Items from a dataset
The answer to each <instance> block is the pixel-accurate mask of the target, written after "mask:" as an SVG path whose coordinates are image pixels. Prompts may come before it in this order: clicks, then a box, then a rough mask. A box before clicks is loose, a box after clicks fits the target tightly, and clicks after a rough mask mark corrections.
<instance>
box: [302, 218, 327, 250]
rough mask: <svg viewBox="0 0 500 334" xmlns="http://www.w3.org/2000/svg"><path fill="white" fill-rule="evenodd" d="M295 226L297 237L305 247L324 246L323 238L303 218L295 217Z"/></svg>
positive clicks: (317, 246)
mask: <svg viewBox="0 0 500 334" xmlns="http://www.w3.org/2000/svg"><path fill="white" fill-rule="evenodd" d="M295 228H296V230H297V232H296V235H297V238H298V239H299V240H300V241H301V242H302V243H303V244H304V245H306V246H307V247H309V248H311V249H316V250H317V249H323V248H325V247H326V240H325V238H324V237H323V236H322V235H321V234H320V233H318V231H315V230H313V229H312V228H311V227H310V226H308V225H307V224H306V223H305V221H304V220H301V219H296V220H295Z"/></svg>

__TASK TO COMPLETE__. Using the records above, report each line that contains the word "instance" by copying it.

__EXERCISE ANSWER__.
The answer to each <instance> block is the pixel-accurate mask of the target, written after "mask:" as an SVG path whose coordinates are image pixels. Prompts may come before it in this order: clicks, then a box, then a rough mask. A box before clicks is loose, a box after clicks fits the target tightly, and clicks after a rough mask mark corrections.
<instance>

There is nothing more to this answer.